● Given task A
In the records, offset every bounding-box coordinate by 116 and rewrite each line from the one with "Mark each hanging" to the one with "[522,351,709,467]", both included, leaving all other lines in that span unchanged.
● ● ●
CSCI433/933: Machine Learning Algorithms and

Applications

Assignment Problem Set III (Individual)

Part A: General knowledge questions - 15 Marks

1. In what way are regression and neural networks models similar?

2. Why is a deep neural network better than a shallow network?

3. What is the difference between a convolutional neural network (CNN) and a recurrent neural

network (RNN)?

4. Explain the principles of back propagation algorithm.

5. Explain the concepts of over-fitting and under-fitting

6. Explain the effects of ridge and LASSO regularizations as used in regression model.

Part B: Design and Programming - 50 + 10 bonus Marks

Aims and Objectives

This assignment aims at evaluating basic familiarity with fundamental concepts and implementa-

tion of deep neural networks and statistical machine learning. On completion of this assignment,

you should be able to demonstrate basic mastery of:

• concepts of deep autoencoder, feature extraction, SVM, convolutional autoencoder;

• implementation of machine learning algorithms using Tensorflow, Keras, SkLearn.

Introduction

Autoencoder is a popular unsupervised learning technique used to learn data representations.
● ● ●
● Given task B
Decide whether each statement agrees with the assignment, answering yes or no and quoting the deciding words: (i) Part A is worth 15 marks. (ii) Part B carries 20 bonus marks. (iii) The autoencoder is described as a supervised learning technique.

Data items
● ● ●
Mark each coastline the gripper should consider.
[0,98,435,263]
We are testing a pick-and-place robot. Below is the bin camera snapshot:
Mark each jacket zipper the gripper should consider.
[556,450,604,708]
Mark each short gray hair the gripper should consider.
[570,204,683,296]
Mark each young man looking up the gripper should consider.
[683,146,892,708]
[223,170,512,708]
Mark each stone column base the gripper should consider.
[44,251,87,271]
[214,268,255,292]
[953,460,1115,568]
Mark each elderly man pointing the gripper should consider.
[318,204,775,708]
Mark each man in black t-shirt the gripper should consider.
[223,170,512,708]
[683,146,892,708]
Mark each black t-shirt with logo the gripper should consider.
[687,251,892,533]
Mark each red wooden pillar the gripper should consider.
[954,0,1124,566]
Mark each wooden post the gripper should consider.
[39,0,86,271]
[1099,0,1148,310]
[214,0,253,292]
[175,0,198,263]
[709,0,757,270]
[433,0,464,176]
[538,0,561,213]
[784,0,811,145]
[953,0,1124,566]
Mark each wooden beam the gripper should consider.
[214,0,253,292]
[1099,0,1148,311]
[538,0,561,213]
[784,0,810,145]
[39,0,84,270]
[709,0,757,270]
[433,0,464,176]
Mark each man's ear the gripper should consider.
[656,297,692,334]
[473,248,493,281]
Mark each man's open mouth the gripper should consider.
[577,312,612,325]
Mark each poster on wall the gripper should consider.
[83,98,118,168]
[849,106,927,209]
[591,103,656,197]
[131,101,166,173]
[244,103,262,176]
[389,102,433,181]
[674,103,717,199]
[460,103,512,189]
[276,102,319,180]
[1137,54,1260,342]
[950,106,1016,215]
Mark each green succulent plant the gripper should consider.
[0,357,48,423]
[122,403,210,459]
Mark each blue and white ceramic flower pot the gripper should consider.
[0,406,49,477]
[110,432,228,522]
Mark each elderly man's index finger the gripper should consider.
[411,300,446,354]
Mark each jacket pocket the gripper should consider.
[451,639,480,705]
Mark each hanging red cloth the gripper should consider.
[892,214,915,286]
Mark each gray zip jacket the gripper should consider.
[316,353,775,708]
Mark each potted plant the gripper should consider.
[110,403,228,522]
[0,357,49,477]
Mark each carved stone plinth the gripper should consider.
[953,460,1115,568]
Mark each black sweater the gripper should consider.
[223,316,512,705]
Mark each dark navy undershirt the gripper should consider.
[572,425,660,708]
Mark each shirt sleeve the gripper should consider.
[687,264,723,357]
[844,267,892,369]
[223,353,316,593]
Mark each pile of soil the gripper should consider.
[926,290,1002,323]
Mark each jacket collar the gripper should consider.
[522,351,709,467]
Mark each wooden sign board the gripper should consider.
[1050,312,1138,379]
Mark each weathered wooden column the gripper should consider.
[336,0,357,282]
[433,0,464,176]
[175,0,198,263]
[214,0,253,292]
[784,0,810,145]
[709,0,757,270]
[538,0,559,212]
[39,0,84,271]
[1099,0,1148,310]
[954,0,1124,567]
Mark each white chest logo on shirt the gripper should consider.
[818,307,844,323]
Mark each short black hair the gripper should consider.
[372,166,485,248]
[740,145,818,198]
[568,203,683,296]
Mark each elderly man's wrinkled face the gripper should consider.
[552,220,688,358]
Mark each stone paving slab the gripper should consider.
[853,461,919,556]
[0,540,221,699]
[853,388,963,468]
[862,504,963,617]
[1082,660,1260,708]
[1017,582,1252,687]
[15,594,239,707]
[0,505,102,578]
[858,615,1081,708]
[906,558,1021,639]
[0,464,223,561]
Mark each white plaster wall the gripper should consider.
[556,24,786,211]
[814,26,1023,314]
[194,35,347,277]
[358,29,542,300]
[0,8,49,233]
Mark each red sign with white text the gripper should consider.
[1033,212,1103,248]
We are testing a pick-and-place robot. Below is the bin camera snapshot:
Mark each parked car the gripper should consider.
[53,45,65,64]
● ● ●
● Task answer A
Mark each hanging red cloth the gripper should consider.
[1008,330,1031,402]
Mark each gray zip jacket the gripper should consider.
[432,469,891,824]
Mark each potted plant the gripper should consider.
[226,519,344,638]
[116,473,165,593]
Mark each carved stone plinth the gripper should consider.
[1069,576,1231,684]
Mark each black sweater the gripper should consider.
[339,432,628,821]
Mark each dark navy undershirt the gripper should consider.
[688,541,776,824]
Mark each shirt sleeve the gripper should consider.
[803,380,839,473]
[960,383,1008,485]
[339,469,432,709]
Mark each pile of soil the gripper should consider.
[1042,406,1118,439]
Mark each jacket collar the gripper should consider.
[638,467,825,583]

● Task answer B
(i) Yes: "Part A: General knowledge questions - 15 Marks"
(ii) No: "Part B: Design and Programming - 50 + 10 bonus Marks"
(iii) No: "Autoencoder is a popular unsupervised learning technique used to learn data representations."